### To-do list
[1] Please copy the stretch of the HMC post below from "After reading some" through "time. No dice.".
[2] In the HMC post below, what is given as the likely reason the overall sampler's run time did not drop?

### Text extract
※ ※ ※

After reading some fun papers, I attempted to rewrite the Hamiltonian dynamics behind Stan’s version of HMC. The thought was that this rewriting requires less computational effort. The hope was that the reduced computational effort would decrease the overall sampling time. No dice.
Despite failing to reduce the sampling time of Stan’s version of HMC, I wrote up a report about my proposal. Sharing in case someone finds my attempts interesting. If nothing else, it was fun to play around with some of Stan’s internals.
Abstract
This technical report analyzes two mathematically equivalent versions of Hamiltonian dynamics within the Hamiltonian Monte Carlo (HMC) algorithm as implemented in the probabilistic programming language Stan. This report compares Stan’s HMC dynamics to an alternative writing of the same dynamics, both under the dense Euclidean metric. While the proposed reframing of Hamiltonian dynamics reduces the number of calculations within the HMC algorithm, there is no tangible reduction in the run time of the overall sampler for the tested target distributions. This is likely due to the fact that gradient evaluations of the target distributions dominate the run time.
5 Likes
Unfortunately the statistical literature on Hamiltonian Monte Carlo is largely a mess, which makes it very easy to be confused as to which ideas are new and which are old, and hence have already been considered.

※ ※ ※

### Supplied information
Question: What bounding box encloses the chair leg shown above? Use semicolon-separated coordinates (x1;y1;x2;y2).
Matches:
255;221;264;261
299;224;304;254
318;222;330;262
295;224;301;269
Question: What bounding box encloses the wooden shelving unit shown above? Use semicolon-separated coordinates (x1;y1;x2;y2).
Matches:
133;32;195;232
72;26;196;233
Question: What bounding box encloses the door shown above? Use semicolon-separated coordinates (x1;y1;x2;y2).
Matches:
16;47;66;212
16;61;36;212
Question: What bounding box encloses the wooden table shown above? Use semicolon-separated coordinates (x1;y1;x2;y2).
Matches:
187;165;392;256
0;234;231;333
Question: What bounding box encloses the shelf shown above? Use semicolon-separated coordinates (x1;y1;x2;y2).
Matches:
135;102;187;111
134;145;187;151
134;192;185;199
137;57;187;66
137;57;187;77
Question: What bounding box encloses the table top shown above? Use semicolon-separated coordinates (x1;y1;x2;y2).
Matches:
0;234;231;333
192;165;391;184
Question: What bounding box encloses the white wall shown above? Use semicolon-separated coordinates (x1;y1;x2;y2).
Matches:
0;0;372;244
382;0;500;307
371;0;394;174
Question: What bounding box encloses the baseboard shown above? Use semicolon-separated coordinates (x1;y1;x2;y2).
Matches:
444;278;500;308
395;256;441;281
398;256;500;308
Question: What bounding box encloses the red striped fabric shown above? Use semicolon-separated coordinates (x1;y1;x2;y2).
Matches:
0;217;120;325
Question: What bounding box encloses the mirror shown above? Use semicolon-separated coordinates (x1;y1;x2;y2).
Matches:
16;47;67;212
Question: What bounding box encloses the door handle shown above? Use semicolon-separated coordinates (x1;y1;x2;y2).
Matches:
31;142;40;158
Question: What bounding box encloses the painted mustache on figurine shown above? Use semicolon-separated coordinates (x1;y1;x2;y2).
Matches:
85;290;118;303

※ ※ ※

### Answers to the tasks
[1]
After reading some fun papers, I attempted to rewrite the Hamiltonian dynamics behind Stan’s version of HMC. The thought was that this rewriting requires less computational effort. The hope was that the reduced computational effort would decrease the overall sampling time. No dice.

[2] Gradient evaluations of the target distributions likely dominate the run time.